Texte proposé →
________________________________________
PROJET
Eaux usées traitées : une piste sérieuse pour l’irrigation en vallée de la Drôme
Alors que le gouvernement a annoncé fin août vouloir accélérer la réutilisation des eaux usées traitées (REUT), l’association Biovallée a initié depuis quatre ans une réflexion sur ce sujet à l’échelle du bassin versant de la Drôme. Des scénarios sont en cours de finalisation et pourraient permettre de fournir 10 % des besoins en eau d’irrigation du territoire1.
Il y a tout juste quatre ans, l’association Biovallée, basée à Eurre, accueillait en grande pompe le Premier ministre de l’époque, Édouard Philippe, pour le lancement du contrat « Territoires d’innovation ». Parmi les actions inscrites dans ce contrat : l’élaboration d’un schéma d’économie circulaire de l’eau. Quatre ans plus tard, ce schéma est en voie de se concrétiser sous la forme d’un projet de réutilisation des eaux usées traitées pour l’irrigation. Celui-ci pourrait notamment concerner les terres agricoles du secteur Crest-Sud.
________________________________________
[Enregistrements d'un jeu de données d'annotation par points]
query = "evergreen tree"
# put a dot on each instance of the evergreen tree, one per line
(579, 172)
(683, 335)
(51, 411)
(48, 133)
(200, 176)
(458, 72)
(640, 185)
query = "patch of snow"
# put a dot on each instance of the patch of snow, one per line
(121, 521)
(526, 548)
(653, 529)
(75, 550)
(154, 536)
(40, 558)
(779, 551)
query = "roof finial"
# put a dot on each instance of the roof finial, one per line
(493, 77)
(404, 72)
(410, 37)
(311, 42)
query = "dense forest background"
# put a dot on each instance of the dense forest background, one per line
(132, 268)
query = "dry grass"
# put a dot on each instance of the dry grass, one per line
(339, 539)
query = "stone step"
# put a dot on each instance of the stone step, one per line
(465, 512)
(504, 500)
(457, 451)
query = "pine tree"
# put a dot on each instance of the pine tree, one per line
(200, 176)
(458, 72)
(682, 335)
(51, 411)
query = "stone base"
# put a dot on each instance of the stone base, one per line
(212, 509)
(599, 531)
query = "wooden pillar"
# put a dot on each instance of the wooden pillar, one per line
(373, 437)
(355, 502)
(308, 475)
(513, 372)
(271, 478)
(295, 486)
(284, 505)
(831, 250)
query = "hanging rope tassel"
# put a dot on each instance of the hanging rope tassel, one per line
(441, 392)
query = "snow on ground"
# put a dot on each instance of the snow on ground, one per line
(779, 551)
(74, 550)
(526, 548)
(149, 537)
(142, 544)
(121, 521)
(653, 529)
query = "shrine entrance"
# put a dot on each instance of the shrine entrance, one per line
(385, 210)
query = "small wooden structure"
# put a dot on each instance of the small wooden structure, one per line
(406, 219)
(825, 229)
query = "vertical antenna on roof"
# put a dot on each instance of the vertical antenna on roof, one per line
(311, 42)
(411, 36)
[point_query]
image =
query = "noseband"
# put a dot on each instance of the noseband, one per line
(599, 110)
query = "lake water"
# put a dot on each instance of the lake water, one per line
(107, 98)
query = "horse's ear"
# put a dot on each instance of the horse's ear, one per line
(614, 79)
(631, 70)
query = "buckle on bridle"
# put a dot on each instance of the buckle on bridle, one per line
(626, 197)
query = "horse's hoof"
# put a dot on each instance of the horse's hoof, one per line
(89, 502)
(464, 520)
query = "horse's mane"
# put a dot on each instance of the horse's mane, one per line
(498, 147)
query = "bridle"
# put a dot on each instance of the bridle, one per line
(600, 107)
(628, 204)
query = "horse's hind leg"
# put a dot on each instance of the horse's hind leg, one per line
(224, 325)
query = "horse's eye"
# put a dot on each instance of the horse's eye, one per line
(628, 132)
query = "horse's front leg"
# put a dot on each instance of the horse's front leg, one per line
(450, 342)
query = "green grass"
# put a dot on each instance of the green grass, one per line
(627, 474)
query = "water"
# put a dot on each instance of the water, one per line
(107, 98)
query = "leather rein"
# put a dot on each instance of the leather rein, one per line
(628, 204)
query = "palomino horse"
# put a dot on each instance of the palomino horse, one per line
________________________________________
Consignes →
• 1. Relevez tous les lieux géographiques nommés dans le texte sur les eaux usées traitées en vallée de la Drôme, titre compris.
• 2. Reprenez le texte sur la réutilisation des eaux usées traitées dans la Drôme à la suite de sa dernière phrase.

Réponses →
• 1.
- la vallée de la Drôme
- le bassin versant de la Drôme
- Eurre
- le secteur Crest-Sud

• 2.
Le potentiel annuel de REUT pour la station de traitement des eaux usées de Crest est estimé à 490 000 m³.
Capture d’écran Google Maps – Images © 2023 Maxar Technologies.
« Le stockage, condition sine qua non »
Dès 2020, une première étude a permis d’évaluer le potentiel de réutilisation des eaux usées traitées à l’échelle du bassin versant. Elle a notamment identifié trois sites « à fort potentiel » : la station de traitement des eaux usées d’Allex2, celle de Crest et celle de Luc-en-Diois. Depuis plusieurs mois, le bureau d’étude Ecofilae travaille sur des avant-projets3 concernant ces trois sites, qui devraient être finalisés avant la fin de l’année. Objectifs : définir les solutions optimales pour exploiter ces eaux usées traitées (technologie de traitement, stockage, réseau de distribution…) et fournir les éléments nécessaires aux dossiers réglementaires.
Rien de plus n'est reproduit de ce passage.